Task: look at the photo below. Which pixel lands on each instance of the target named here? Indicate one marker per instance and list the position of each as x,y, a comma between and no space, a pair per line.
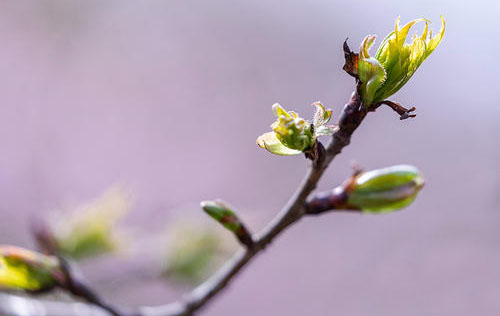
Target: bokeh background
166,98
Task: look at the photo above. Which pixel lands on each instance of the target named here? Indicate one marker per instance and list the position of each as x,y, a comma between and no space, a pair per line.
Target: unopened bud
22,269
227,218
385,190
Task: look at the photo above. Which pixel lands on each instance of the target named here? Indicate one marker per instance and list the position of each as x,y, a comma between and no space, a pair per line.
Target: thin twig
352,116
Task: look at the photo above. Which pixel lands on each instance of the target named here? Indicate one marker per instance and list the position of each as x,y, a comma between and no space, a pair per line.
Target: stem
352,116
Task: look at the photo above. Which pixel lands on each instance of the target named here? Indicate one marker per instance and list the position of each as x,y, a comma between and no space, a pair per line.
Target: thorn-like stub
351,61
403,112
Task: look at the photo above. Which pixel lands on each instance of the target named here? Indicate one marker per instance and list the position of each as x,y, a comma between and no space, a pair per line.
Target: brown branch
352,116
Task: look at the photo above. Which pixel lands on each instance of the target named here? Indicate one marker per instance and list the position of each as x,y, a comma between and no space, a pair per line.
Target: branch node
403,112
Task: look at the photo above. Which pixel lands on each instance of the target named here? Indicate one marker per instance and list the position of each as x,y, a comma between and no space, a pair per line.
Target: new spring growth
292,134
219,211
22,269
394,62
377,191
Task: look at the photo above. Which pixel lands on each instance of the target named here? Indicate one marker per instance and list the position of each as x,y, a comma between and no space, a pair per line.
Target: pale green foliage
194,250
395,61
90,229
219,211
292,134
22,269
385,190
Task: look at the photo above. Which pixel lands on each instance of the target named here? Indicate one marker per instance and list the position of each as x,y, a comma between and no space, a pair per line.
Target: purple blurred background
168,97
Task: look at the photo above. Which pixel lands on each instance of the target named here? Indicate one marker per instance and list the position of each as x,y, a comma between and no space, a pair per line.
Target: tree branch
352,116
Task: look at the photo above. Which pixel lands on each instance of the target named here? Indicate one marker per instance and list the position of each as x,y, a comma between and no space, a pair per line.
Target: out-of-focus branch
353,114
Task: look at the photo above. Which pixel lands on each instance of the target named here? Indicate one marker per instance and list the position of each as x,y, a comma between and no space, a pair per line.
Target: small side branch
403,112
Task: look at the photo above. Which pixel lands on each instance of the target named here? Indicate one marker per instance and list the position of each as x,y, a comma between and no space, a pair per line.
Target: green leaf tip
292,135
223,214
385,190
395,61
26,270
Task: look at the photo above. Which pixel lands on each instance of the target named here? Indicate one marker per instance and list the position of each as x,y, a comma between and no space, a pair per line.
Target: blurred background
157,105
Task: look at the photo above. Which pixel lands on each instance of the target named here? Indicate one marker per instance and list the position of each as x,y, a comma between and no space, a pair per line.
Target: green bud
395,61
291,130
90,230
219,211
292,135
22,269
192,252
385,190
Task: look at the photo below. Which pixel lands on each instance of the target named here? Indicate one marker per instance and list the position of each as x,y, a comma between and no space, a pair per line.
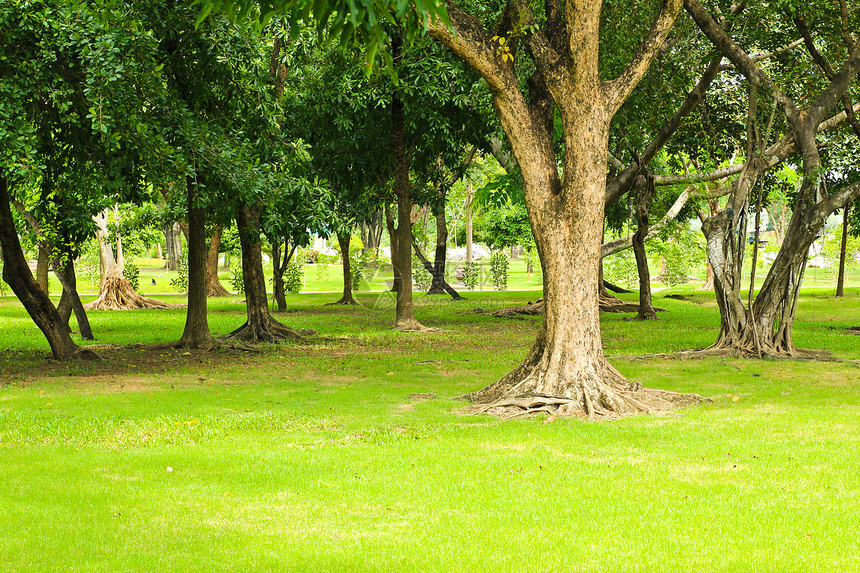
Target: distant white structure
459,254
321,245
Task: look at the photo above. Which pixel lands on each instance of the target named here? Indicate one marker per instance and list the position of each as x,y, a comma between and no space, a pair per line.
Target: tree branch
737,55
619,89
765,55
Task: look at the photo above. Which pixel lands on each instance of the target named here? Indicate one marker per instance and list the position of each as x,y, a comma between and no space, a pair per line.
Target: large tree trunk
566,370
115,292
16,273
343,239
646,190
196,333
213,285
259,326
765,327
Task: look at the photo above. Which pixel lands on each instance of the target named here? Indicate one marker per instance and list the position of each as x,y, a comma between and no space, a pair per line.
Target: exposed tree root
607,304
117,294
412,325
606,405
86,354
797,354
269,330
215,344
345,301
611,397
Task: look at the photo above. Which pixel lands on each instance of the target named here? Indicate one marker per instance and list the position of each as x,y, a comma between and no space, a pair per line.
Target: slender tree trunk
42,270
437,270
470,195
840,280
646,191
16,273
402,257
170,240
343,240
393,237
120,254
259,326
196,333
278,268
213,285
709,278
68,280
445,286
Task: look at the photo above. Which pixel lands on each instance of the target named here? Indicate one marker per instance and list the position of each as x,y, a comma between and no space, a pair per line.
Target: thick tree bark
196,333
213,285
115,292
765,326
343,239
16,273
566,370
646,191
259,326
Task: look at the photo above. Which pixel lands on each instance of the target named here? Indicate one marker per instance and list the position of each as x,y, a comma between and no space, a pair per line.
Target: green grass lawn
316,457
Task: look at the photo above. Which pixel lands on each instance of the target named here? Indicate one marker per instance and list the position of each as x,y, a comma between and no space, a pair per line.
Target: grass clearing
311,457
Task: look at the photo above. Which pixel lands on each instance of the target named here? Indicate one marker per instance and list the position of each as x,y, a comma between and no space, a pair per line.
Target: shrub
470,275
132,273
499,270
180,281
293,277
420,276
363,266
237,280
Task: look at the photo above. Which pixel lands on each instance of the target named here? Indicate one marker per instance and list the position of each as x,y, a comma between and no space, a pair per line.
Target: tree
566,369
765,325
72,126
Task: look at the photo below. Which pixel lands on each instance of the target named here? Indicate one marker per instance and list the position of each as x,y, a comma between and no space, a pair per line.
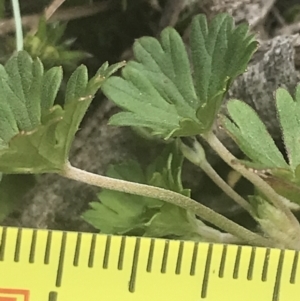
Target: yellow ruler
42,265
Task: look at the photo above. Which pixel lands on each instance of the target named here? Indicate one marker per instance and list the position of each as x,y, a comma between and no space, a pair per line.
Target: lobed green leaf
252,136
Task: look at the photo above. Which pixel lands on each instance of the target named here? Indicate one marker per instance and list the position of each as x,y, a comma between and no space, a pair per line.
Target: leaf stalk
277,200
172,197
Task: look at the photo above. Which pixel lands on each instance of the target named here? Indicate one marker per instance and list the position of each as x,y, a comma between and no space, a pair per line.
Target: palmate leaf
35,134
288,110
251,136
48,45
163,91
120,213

---*---

* [Objective]
Repeat each entry above word for word, leaving every picture out.

* [Answer to this task]
Task: look at the photo below. Which pixel lands on each instance of the target named here? Indicate one marker per instance and list the position of each as x,y, a comma between and no space, a pair per line.
Target: bokeh background
166,98
Task: look at the photo above. Which pixel lands on each instance of the target named here? Indicate one marker per instance and list the position of each as x,y, a comma between and no space, a pair per line.
Target: unopened bud
22,269
227,218
385,190
Task: look at the photo above. Which pixel lands on each instance of the target named here? Indicate one marker per instance and list the position of each as x,y, a comma between and no space, a pair per line.
Target: thin twig
352,116
Task: look at the photo above. Which pixel lands on each instance of the target named here? Indicate one marker per instance and list the position of each as x,y, a comma between and no space, a pair per line.
Target: stem
352,116
Task: look at the photo above. Which pixel lands on each instance of the target named here? Indicate one marker per instance and list the position of each as x,y, a comma between and no space, a pair per line.
Target: thorn-like stub
351,61
403,112
Task: look at the photo above. Which pixel lands on each instance of the target named here? Indicate one marker per instance and list the position of each as x,y, a comma between and no space, a pair per line.
Target: brown branch
352,116
Task: look at the photo above. Which pixel lands on each instance of the target named here? Indicate one marker per instance and list the position of each as x,y, a comma between and no space, a pair per line.
Target: branch node
403,112
Task: look at the photo above. Which pixel lands on each instance of the target named here? Indicate one marker per instance and list the position of each as x,y, a comma between and no space, a pair per line.
Target: new spring growth
292,134
219,211
22,269
394,62
377,191
Task: look at the photo above. Which pixel lands on each instance of the target named here? Indicate one marker per instance and list the position of each as x,y, a comma between and no space, a pair per line.
Target: pale green foliage
194,250
395,61
90,229
219,211
292,134
22,269
385,190
Task: look at the photo above. Which pixel lands on each instance of the target named here? Indicate one marker per instance and list the position of each as x,y, a comma between and no space, a pair per line.
Target: purple blurred background
168,97
Task: look at the photo above. Which pixel lands on each instance of the target named here? Indicate one marker per instance and list the position of each as x,y, a comma between and no space, a pair per line.
Target: tree branch
352,116
Task: look at the photo above. Which pixel lands on each instance of the target named here? Indicate one marker per instance and list the position of each as x,y, a comma between and no space, a pair per line.
Target: out-of-focus branch
353,114
Task: look at the photo above. Which pixel lands on each instance of the target named here? Indicate one marker per instance and list the position of each as x,y, a comma between and no space, a pair per line.
Target: small side branch
403,112
Task: look at the photo above. Which pixel lands on each instance of the target named here? Indicate one marker per instance and list the position of each as x,y, a comma between and no space, a pair per line.
Target: green leaf tip
292,135
223,214
385,190
395,61
26,270
Task: look at the photo above. Which pixel lands on each instance of the target named here? Indicate one marker per instance and list the position of each as x,y, a comma between and no space, a pair per line.
Target: blurred background
157,105
Task: look at the photo above. Which pixel lands on each instance of the target named here? Indicate one marker per instance and list the position of each as x,y, a comma between and no space, a pair per line.
Target: green bud
395,61
291,130
90,230
219,211
292,135
22,269
192,252
385,190
Task: look at the photo below. Which pixel lands on each instance of the target named here? Indicate one marker per instance and list the position of each as x,y, a comma between and no space, a pair per line.
Target: distant white structure
459,254
321,245
Task: look at the photo above. Which pixel lands on each instance of the target named here? Indicate one marker per instance and list the position of each as x,y, a comma between and no space, a pair per line.
Target: tree branch
737,55
619,89
765,55
Task: look at the photo above. Which pixel lands on each instance of the target named here? Indicate one marker per instance and list the position of each as x,y, a comma between and no space, a pair per line.
Target: large tree trunk
566,370
115,292
16,273
343,239
646,190
196,333
213,285
259,326
765,327
Task: look at the photo above. Which pixel lands on each instance of the target named here? Indicate one marker per instance and list the position of each as x,y, a comma between and no space, a pair per line.
Target: exposed tree root
607,304
117,294
412,325
606,405
86,354
797,354
269,330
215,344
345,301
611,397
Task: look at the photo above. Which pixel lands on each instance of the target named here? Indicate one marker per instance and list the position of each as x,y, a comma between and no space, a pair per line.
Target: slender tree trunk
42,270
437,270
470,195
840,280
646,191
16,273
402,257
170,240
343,240
393,237
120,254
259,326
196,333
278,268
213,285
709,278
68,280
445,286
Task: look at the photo above. Which pixel lands on each instance of the target named here? Indicate one marker per instance and list the position of each as x,y, a comma between and no space, a pair per line.
Target: thick tree bark
196,333
213,285
115,292
765,326
343,239
16,273
566,370
646,191
259,326
Task: look at the photo above. Which pixel lands on each instance of the target named here? Indicate one marker per instance and list the position of each as x,y, a comma between and no space, a pair per line.
Target: green grass lawn
316,457
Task: look at the photo above. Which pixel lands on each instance of the target named here? Indicate one marker per instance and list the position of each as x,y, a comma between and no space, a pair per line.
Target: grass clearing
311,457
Task: look at the photo above. Which pixel lands on each instance of the target named here? Indicate one marker per instance and list the position of each as x,y, a comma between and no space, a pair per line.
Target: shrub
470,275
132,273
499,270
180,281
293,277
420,276
363,266
237,280
Task: look at the photo above. Which pixel lands on each instance of the target named here? Indicate one marker per instance and list the position of each as x,y, a comma between and no space, a pair per line.
Target: tree
566,369
765,325
72,126
Task: look at the photo below. Which pixel lands on each instance of the target named here? Indicate one marker per instance and list the position of each as x,y, a comma between and no space, a pair per line.
Target: yellow ruler
42,265
Task: look at the photo above. Which pixel lands on each instance of the target named here? Indicate one marker per instance and list the position of each as x,y, a comma between and no space, a pair per line.
Target: lobed green leaf
252,136
Task: look at the photo above. Which pixel lands on each instance of the target named here? Indicate one marker per instance and list the position of each as x,y, a comma between and no space, a pair per line.
Target: leaf stalk
277,200
172,197
Task: look at the photo above. Which pixel lands on each instance of the target named here? Indicate one marker per instance and list the position of each as x,y, a comma between and no space, a pair per line.
Target: palmate leaf
35,134
288,110
251,136
48,45
163,91
120,213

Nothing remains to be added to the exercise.